Instructions to follow. Quote the lines below word for word, starting at the line that contains "In this picture, where can the beer" and ending after the line that contains "point(477, 390)".

[begin Given entries]

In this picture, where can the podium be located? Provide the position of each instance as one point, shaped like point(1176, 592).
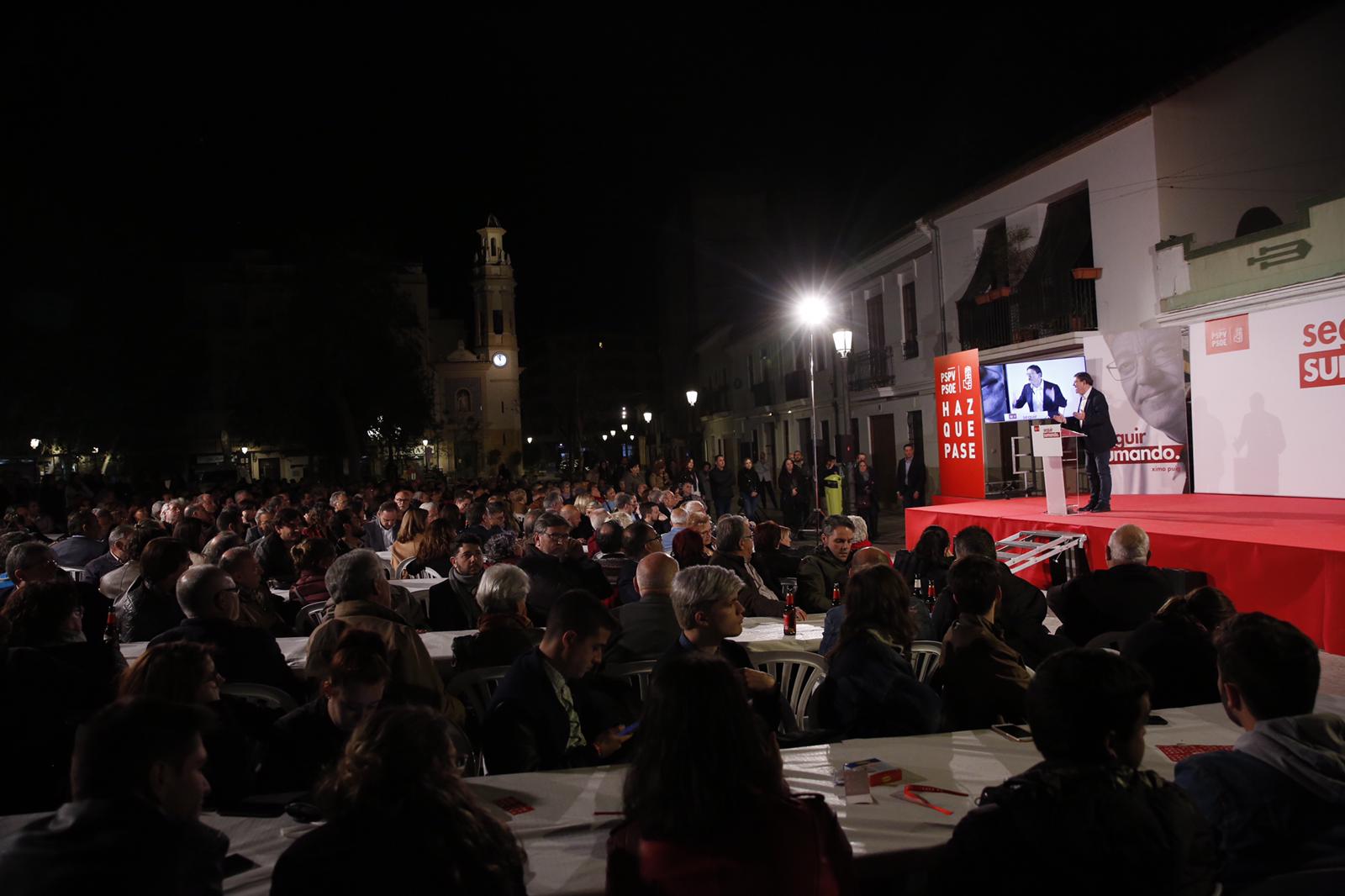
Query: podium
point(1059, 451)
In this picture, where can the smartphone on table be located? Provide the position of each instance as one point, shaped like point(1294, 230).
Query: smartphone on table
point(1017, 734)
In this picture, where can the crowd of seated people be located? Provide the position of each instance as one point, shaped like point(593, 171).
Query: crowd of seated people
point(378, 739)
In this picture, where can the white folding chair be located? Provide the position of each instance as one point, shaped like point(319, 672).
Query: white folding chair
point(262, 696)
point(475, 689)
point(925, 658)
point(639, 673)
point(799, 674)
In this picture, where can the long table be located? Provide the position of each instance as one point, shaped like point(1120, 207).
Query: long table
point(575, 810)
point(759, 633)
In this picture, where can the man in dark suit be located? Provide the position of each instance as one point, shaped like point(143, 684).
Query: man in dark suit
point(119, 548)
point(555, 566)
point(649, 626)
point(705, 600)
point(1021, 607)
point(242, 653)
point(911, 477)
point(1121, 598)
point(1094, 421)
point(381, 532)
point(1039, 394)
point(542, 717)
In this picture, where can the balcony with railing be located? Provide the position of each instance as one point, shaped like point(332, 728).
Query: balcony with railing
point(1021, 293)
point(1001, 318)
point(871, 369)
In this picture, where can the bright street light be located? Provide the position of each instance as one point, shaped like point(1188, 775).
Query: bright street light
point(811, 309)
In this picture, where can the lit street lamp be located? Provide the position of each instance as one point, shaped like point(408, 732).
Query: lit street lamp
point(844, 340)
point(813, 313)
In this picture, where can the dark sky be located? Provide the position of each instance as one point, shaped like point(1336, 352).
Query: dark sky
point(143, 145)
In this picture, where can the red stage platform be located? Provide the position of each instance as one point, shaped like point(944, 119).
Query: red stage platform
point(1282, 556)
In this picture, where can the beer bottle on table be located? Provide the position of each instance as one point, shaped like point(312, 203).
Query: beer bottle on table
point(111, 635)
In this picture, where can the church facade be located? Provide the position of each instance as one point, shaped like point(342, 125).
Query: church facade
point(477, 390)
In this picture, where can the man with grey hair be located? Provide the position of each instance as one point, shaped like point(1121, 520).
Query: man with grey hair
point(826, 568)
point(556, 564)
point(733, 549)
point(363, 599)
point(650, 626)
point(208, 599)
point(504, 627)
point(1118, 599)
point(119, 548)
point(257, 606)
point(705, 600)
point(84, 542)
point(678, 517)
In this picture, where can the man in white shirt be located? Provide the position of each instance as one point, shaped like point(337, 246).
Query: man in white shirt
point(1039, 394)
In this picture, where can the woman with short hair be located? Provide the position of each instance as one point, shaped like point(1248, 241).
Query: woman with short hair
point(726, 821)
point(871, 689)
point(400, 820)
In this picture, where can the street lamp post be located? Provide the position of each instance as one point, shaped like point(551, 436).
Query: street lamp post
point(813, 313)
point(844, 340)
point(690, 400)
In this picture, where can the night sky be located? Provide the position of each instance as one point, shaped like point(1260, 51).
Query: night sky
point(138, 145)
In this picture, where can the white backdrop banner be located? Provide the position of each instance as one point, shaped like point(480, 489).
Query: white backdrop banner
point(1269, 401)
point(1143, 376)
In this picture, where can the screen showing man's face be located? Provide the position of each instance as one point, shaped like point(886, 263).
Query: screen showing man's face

[end Given entries]

Exercise result.
In this picture, where can the beer bottle on table be located? Provide the position of each instance as one point, shaped like point(312, 203).
Query: beer bottle on table
point(111, 635)
In this picture, where can the church facade be located? Provide the position of each instance as one point, shaped like point(342, 125).
Query: church facade
point(477, 390)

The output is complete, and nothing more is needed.